(Records of labeled points)
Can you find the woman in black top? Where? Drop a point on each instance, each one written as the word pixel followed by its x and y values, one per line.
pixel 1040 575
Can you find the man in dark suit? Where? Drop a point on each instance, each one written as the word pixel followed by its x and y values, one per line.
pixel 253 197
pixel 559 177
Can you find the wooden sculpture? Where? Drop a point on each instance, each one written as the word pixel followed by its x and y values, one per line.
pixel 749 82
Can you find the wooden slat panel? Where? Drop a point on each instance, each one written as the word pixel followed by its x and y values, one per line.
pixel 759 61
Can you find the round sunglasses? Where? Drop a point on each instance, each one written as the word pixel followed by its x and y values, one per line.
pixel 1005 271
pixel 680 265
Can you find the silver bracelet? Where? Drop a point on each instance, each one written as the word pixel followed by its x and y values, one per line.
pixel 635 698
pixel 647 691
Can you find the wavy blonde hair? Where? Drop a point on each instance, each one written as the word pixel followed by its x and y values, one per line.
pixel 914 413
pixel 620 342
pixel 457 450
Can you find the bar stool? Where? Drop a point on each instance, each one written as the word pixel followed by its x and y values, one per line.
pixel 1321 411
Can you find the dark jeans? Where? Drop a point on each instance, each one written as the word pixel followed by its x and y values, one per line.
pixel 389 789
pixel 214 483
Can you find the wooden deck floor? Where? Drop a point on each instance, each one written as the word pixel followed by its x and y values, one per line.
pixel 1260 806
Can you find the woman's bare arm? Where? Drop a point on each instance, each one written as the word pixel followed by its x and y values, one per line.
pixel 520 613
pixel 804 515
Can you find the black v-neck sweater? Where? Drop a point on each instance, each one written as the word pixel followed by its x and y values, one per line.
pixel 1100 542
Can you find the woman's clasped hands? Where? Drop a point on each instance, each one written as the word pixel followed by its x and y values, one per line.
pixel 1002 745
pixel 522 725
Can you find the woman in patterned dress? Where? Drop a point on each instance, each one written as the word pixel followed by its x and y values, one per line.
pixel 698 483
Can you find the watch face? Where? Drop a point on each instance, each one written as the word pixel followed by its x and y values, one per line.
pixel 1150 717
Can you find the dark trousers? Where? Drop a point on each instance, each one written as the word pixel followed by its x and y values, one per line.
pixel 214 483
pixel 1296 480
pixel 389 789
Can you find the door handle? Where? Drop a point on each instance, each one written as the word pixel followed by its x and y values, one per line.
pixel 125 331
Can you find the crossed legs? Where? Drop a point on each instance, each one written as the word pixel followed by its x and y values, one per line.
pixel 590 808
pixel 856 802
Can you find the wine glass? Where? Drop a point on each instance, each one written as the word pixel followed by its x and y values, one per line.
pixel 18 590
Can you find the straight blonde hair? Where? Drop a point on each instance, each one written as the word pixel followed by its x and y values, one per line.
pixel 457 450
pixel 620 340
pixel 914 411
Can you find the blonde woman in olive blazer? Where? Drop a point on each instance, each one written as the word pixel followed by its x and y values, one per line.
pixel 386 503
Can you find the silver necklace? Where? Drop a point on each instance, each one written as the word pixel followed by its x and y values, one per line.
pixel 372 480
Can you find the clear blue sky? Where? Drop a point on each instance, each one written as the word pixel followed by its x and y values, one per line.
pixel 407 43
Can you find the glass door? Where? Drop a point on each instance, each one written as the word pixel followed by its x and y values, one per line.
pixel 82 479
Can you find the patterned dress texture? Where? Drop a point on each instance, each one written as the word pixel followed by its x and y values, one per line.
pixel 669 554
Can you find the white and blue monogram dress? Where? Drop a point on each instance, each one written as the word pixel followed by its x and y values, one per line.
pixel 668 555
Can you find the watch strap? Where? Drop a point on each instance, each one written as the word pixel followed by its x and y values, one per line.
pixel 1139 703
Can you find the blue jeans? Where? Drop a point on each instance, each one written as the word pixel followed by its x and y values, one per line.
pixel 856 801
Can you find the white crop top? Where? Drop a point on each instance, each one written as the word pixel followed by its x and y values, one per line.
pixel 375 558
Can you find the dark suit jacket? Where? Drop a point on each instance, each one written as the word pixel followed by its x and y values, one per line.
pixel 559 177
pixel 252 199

What needs to be done: Reproduce verbatim every line of the entries above, from the line containing "Can you find the woman's clasped" down to the line containing "pixel 856 802", with both of those lines included.

Exercise solution:
Can you find the woman's clasped hands? Where? Drop a point on each instance, each one written as the word pixel followed by its x and y values, one per line.
pixel 1002 745
pixel 522 725
Can you find the woman in patterned dress? Where? Drop a point on each instance, each one written as the word pixel followed by its x and y values, one per line.
pixel 698 483
Can you find the watch face? Where? Drop a point on each instance, each one written as the word pixel followed by its x and y values, one per line.
pixel 1150 717
Can you find the dark trousers? Where? Drop a point on each instance, each one written as the word pixel followed by its x and y values, one per line.
pixel 214 483
pixel 1296 480
pixel 389 789
Can you find the door handle? Where? Drop a point on each instance, each one written as the word pixel followed by its x and y values, one per line.
pixel 125 331
Can you find the crossed legs? Where? Drop a point on each instance, each one written as the word pixel followed by its x and y values, one per line.
pixel 590 808
pixel 856 802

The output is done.